> Recorded data:
=======

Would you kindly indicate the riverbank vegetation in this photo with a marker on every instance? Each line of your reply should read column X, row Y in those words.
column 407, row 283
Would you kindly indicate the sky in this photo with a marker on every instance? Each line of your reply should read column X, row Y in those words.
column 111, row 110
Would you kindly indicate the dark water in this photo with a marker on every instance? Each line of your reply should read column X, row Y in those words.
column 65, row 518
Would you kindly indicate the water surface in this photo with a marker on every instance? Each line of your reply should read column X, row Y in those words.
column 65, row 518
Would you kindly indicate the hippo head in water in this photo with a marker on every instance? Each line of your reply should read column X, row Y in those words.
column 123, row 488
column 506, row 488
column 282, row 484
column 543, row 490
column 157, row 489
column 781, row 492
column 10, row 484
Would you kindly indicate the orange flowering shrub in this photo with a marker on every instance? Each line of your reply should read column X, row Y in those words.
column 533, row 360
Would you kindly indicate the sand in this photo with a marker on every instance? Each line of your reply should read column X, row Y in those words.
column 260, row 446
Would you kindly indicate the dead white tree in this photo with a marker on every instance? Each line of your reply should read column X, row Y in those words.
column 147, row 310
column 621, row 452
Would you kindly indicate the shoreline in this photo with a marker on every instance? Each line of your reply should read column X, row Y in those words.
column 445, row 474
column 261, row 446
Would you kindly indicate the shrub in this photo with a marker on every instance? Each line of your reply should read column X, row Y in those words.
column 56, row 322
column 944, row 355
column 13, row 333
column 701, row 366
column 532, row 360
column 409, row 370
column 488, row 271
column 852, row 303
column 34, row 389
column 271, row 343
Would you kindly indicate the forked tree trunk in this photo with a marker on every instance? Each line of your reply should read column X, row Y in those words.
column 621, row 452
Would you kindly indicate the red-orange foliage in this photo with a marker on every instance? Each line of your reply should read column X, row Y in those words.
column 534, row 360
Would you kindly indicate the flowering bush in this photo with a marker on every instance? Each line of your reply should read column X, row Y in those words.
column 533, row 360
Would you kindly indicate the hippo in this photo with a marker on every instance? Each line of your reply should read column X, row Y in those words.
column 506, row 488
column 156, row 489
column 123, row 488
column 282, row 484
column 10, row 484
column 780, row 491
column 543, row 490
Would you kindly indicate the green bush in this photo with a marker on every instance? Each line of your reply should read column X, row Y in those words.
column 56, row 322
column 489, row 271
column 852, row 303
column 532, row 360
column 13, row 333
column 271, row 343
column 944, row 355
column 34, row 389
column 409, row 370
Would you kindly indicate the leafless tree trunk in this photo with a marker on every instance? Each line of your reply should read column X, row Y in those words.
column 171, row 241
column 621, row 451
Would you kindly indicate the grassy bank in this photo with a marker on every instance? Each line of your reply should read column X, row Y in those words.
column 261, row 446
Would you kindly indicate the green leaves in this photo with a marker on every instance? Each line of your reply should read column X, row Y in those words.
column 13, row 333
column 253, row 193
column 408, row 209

=======

> The task: Copy out, word for word, the lines of the listing above from its first line through the line containing "column 111, row 110", both ends included.

> Output:
Would you kindly indicate the riverbank vegetation in this photo with a marker on every instance? Each line of your reply should read column X, row Y in those words.
column 407, row 283
Would you kindly indicate the sky in this photo with a marker on every instance? Each line of your reply should read column X, row Y in those words.
column 111, row 110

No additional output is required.